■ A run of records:
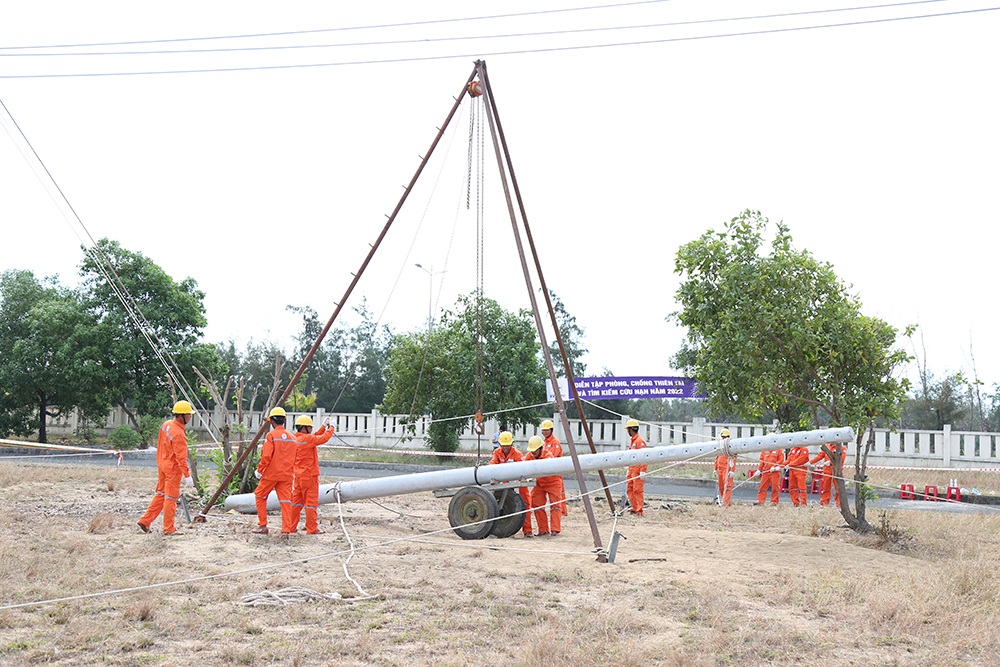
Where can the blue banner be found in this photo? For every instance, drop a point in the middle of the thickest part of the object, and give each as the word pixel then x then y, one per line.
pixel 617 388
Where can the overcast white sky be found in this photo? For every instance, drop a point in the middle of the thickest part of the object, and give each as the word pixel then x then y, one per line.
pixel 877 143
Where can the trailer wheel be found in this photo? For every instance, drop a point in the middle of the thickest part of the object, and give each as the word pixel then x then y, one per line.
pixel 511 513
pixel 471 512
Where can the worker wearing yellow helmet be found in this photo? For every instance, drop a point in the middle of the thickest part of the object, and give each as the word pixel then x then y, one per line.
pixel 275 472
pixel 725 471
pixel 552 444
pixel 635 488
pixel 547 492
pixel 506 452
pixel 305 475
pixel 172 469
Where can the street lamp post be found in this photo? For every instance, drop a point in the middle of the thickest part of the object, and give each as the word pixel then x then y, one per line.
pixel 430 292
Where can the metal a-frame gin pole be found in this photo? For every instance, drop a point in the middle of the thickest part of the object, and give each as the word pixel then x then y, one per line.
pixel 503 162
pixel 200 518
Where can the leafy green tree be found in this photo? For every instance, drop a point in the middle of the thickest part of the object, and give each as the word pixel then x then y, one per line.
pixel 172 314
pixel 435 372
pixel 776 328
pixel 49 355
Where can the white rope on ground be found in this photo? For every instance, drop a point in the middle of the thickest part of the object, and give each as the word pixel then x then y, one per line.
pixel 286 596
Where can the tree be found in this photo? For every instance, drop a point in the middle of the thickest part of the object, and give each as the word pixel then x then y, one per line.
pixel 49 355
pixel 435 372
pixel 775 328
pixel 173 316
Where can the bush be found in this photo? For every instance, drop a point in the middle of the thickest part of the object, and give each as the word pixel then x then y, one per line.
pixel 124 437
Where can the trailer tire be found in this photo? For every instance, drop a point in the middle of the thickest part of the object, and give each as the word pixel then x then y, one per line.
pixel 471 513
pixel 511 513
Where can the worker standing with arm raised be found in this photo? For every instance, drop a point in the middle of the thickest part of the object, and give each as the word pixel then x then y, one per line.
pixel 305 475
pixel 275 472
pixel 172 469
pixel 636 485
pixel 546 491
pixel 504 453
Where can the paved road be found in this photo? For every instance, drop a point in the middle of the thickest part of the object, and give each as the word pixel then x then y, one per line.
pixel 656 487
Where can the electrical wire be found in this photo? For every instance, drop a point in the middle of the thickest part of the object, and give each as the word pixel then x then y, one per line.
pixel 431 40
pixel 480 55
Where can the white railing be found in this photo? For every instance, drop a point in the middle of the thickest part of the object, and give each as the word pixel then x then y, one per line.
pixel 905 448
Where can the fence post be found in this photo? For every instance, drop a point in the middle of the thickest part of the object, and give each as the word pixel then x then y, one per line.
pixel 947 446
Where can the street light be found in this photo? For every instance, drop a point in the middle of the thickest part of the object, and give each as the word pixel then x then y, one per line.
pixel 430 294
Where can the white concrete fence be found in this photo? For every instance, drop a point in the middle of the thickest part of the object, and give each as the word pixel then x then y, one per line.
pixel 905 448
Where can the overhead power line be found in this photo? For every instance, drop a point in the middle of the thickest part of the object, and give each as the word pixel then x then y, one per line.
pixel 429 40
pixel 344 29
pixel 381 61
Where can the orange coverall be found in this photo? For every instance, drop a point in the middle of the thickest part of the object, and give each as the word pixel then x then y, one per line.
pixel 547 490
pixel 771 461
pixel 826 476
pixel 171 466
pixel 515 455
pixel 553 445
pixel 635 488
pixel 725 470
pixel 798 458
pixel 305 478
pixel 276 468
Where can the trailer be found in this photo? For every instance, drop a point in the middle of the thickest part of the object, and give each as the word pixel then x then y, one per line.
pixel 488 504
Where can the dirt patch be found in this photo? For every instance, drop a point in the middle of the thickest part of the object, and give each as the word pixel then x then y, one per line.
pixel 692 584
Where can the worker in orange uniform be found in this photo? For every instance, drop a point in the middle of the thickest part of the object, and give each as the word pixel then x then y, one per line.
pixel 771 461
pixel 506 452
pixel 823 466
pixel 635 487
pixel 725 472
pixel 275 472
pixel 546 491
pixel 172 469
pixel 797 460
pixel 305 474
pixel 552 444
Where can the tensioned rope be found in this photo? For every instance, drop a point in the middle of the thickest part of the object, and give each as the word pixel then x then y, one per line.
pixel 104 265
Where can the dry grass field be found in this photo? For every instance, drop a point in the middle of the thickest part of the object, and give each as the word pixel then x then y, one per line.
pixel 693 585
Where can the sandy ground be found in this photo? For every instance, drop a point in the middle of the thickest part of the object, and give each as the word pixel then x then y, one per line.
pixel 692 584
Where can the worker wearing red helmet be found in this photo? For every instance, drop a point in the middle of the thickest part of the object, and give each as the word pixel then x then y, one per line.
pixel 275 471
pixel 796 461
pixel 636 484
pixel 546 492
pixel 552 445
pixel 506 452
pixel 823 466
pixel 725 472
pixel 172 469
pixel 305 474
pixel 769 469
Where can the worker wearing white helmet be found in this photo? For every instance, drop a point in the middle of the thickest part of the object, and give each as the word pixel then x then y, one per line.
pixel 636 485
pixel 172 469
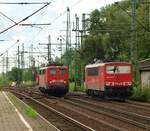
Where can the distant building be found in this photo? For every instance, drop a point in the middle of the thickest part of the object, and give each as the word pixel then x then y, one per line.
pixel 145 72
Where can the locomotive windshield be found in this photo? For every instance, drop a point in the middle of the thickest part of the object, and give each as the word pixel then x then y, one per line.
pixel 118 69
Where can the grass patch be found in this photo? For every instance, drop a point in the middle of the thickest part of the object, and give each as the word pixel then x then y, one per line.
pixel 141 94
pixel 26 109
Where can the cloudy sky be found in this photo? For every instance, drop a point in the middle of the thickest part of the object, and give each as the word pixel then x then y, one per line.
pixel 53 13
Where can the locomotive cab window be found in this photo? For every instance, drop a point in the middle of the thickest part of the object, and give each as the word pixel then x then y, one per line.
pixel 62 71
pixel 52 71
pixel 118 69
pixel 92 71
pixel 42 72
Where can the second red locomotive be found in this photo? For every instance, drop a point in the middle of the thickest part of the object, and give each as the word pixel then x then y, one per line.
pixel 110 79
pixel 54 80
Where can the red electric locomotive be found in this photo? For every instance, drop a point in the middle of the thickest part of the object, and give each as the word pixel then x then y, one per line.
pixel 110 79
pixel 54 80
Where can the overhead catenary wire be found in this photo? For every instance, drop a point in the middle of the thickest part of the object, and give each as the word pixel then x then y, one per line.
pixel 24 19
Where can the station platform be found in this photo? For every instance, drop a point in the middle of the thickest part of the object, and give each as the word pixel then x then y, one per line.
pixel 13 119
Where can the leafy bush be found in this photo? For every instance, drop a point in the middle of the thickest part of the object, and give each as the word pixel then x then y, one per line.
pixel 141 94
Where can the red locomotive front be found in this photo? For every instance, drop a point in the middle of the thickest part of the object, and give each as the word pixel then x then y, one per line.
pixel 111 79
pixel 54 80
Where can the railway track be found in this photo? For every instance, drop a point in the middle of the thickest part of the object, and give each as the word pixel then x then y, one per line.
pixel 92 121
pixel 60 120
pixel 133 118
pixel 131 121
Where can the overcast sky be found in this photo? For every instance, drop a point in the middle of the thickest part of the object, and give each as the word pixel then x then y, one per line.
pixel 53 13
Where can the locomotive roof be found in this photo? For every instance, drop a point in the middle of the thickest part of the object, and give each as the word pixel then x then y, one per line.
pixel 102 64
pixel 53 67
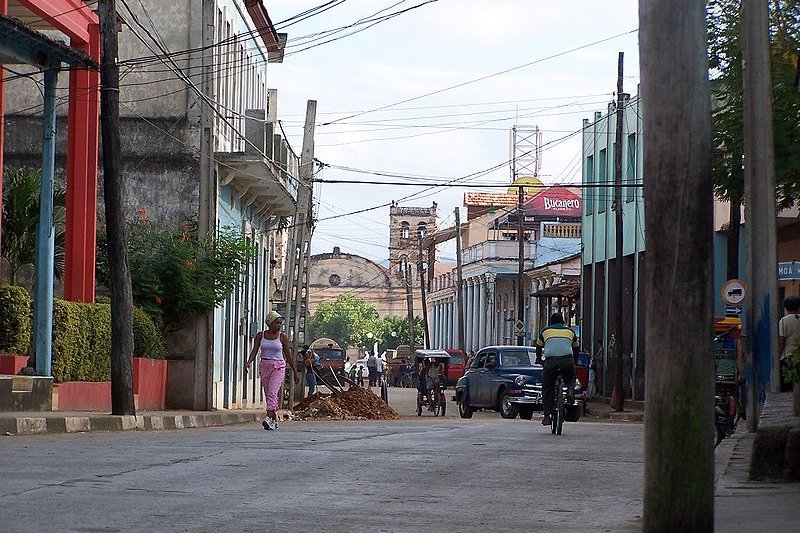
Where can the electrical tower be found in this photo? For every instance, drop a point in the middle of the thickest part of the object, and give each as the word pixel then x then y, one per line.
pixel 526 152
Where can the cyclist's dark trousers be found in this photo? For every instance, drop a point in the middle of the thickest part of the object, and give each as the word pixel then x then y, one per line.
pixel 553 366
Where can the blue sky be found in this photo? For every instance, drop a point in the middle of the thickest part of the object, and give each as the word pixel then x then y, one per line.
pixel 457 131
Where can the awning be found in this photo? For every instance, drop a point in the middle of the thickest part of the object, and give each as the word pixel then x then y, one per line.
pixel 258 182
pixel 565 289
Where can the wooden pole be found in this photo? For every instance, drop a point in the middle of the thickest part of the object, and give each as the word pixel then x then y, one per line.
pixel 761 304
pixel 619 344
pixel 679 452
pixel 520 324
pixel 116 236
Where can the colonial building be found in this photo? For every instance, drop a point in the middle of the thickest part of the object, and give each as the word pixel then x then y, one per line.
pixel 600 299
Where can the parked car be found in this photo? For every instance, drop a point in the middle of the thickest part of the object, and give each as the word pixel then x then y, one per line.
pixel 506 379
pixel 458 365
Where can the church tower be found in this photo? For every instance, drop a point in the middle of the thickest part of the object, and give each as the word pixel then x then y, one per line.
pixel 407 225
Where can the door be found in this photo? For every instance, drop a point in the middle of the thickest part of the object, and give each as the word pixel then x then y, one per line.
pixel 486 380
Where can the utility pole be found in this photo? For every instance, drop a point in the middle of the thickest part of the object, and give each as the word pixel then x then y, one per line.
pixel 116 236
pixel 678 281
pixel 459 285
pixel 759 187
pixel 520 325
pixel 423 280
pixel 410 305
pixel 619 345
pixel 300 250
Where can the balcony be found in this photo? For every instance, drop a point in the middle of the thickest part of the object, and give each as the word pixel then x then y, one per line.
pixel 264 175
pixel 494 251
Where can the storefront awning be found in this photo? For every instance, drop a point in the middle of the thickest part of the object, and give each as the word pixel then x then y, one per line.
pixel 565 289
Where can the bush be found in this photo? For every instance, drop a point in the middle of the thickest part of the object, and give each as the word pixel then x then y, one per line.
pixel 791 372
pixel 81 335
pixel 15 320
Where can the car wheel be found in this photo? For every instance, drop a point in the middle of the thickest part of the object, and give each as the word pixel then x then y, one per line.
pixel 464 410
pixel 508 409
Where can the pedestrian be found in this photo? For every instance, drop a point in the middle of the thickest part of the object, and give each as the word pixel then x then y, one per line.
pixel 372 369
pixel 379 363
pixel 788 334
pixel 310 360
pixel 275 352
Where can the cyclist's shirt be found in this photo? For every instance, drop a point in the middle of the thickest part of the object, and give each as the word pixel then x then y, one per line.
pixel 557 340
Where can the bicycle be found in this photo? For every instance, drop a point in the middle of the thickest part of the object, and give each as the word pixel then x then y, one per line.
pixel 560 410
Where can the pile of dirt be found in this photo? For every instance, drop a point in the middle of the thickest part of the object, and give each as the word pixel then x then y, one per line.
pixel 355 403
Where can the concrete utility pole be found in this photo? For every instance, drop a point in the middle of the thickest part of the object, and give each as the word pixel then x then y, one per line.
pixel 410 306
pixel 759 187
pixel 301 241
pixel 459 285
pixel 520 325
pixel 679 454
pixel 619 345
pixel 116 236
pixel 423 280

■ TASK INSTRUCTIONS: Duplicate the entries from the line containing "Where can the storefront" down to the line containing "pixel 508 409", both of those lines included.

■ FINISHED TASK:
Where can the storefront awning be found in this photo? For every instance, drop a point in the middle of the thickest part of the object, and give each as the word pixel then x then y, one per line.
pixel 565 289
Where can the bush be found in this photo? For every instance, drop a point in the middle of the thickest part of the object, and give each as the word pixel then x then y, one per line.
pixel 791 372
pixel 81 335
pixel 15 320
Where can the car wheel be found in this photo? For every instance, drop a point in the middle of the thickest part of the object, and give each as the word pixel then x then y, one per line.
pixel 464 410
pixel 508 409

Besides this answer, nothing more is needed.